** SELECTION **
········

In 1658 Edward, 3rd Baron and 1st Earl of Conway, came over to Lisburn, and soon after he induced the author of "Liberty of Prophesying" to accept a lectureship at Lisburn, and from that time he lived alternatively at Lisburn and Portmore. A very handsome cottage was erected for him and as lecturer to the loyalists Taylor settled down there, and his wife and family were delighted with their new home and all its picturesque beauties near the banks of Lough Neagh. It is pretty well known that it was greatly through Lord Conway's influence with Charles the Second that the See of Down and Connor was conferred on Jeremy Taylor. In addition to the pretty residence at Portmore, Lord Conway had fitted up for the Bishop at Maghraleave an exceedingly charming residence. That cottage is still to be seen there, and the study in which the prelate composed some of his later works -- that sacred spot, with its oaken panelings and peculiar look-out; but how few, even of the people of our town, have visited that sacred locality!
- Recollections of Hugh McCall
“Induced”: Dr Taylor was among Conway’s more famous guests. There is a long back story (including entries in the diary of John Evelyn, again not the most reliable source) of how Taylor accepted – after, it is alleged, at first resisting – Conway’s offer of a residence with income from chaplaincy, leisure for writing, and safety from legal pursuit.
The writing included some of Ductor Dubitantium (on “the Rule of Conscience”). Even many modern readers with little time or mental room for seventeenth-century divines will see from a few paragraphs that Taylor’s prose has something peculiar: saturated with scriptural tropes and gentle, rhythmical, rhetorical phrasing, but not quite in the styles of the King James translations, nor with the trademark cadences of Thomas Browne. Alexander Gordon’s DNB article referred to the rich literary products of his retirement, unsurpassed for nobility of tone as well as for the marvellous and varied beauty of the pictorial vesture of his thought but said of the markedly unsuccessful negotiations with dissenters
The presbyterian settlers in the north of Ireland, of Scottish birth or descent, true to the monarchical terms of their solemn covenant, had synodically protested against the trial and execution of Charles I…Taylor's policy confirmed the presbyterians in rebellion against his authority; intending the reverse, he did more than any man to establish the loyal presbyterians of the north of Ireland as a separate ecclesiastical body.
The 1891 Lisburn Standard excerpt above states that Ralph Briggs the Conway retainer had some responsibility for the preparations made for Dr Taylor’s stay. But the reference to the “pretty cottage” argues against a wing or a suite of rooms in Portmore castle. Such a suite, or a nearby or attached cottage or lodge, does seem likelier as a distinguished visitor’s residence than a new building on a very small island; what “Portmore” means in this context is much debated. For example, Gordon wrote for the DNB: His residence was near Conway's splendid mansion at Portmore; he had also a study (‘amœnissimus recessus’) on Sallagh Island in Portmore Lough (Lough Beg). Edmund Gosse wrote: The legend that Taylor wrote on Ram’s Island, far out in Lough Neagh, is preposterous. All we can safely say is, that he and his family occupied a suite of rooms, from 1658 to 1660, in one of the wings of Portmore…
In any case, I have found no further evidence that Ralph (or any other Briggs) had some responsibility for the preparations made for Dr Taylor’s stay, whether they involved a handsome villa, a handsome cottage, a pretty cottage, an arbour, a summer residence, or a suite. Nor have I found contemporary evidence of such construction or refurbishment led by George Rawdon, who is more likely in the literature to be Conway’s unnamed “agent”. Conway archives are in scattered places including Kew, Warwickshire and Ireland, and a note of such expenses, or the instructions to what we would today call Rawdon’s project manager, may turn up.

········

** RECORDS FOR THIS TASK **
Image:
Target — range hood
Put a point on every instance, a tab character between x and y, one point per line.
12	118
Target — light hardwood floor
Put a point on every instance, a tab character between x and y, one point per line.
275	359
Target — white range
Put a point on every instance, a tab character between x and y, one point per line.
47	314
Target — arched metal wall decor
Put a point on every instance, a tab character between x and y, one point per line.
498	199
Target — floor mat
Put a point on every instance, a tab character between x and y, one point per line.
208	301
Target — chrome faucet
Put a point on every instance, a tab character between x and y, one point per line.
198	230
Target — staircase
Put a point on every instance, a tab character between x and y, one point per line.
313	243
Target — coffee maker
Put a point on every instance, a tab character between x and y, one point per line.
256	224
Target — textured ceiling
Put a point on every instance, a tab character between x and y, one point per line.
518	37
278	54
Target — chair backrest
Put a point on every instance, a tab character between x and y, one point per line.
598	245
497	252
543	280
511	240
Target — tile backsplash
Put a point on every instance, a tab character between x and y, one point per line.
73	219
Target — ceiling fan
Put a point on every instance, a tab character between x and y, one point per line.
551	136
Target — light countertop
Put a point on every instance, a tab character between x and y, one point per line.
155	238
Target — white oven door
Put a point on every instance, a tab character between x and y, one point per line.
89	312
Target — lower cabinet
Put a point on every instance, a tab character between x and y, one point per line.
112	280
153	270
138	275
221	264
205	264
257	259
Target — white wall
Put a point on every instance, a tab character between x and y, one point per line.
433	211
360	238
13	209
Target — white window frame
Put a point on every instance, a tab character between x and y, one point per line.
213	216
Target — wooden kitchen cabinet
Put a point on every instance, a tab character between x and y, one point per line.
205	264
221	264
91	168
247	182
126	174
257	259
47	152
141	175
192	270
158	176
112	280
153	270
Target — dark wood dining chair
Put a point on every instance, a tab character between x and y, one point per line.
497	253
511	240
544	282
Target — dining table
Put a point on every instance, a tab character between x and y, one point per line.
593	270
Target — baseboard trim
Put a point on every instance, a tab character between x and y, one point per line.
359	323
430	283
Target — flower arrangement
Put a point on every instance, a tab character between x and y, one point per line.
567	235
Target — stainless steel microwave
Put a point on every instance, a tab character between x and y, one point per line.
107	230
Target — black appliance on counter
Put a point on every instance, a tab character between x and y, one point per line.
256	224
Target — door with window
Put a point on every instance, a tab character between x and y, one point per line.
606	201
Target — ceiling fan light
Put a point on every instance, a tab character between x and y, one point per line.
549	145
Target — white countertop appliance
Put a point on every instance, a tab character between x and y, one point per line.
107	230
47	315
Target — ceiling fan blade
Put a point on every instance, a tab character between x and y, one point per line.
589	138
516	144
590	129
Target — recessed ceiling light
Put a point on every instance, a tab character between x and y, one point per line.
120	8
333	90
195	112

········

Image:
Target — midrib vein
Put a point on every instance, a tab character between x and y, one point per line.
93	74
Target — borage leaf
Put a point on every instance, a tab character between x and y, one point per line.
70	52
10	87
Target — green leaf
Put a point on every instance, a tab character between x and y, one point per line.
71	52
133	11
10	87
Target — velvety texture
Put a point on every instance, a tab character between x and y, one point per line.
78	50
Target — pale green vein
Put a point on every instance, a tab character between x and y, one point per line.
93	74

········

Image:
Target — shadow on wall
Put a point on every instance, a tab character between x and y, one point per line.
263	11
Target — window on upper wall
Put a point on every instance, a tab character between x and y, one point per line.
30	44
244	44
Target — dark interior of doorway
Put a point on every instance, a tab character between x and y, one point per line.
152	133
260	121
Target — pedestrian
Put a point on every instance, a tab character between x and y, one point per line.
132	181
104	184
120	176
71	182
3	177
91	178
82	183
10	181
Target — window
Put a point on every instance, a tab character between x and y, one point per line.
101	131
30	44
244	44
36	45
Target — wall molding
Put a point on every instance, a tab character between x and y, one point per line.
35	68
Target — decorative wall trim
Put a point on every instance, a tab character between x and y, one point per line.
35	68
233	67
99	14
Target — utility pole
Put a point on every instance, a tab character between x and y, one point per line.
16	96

········

** GOAL 1 **
In the piece on Jeremy Taylor at Lisburn, list every kind of lodging named in the sentence that begins "In any case, I have found no further evidence".
** GOAL 2 **
Filter the records, keeping every line that contains the word "white".

** EXERCISE RESULT 1 **
- a handsome villa
- a handsome cottage
- a pretty cottage
- an arbour
- a summer residence
- a suite

** EXERCISE RESULT 2 **
Target — white range
Target — white oven door
Target — white wall
Target — white window frame
Target — white countertop appliance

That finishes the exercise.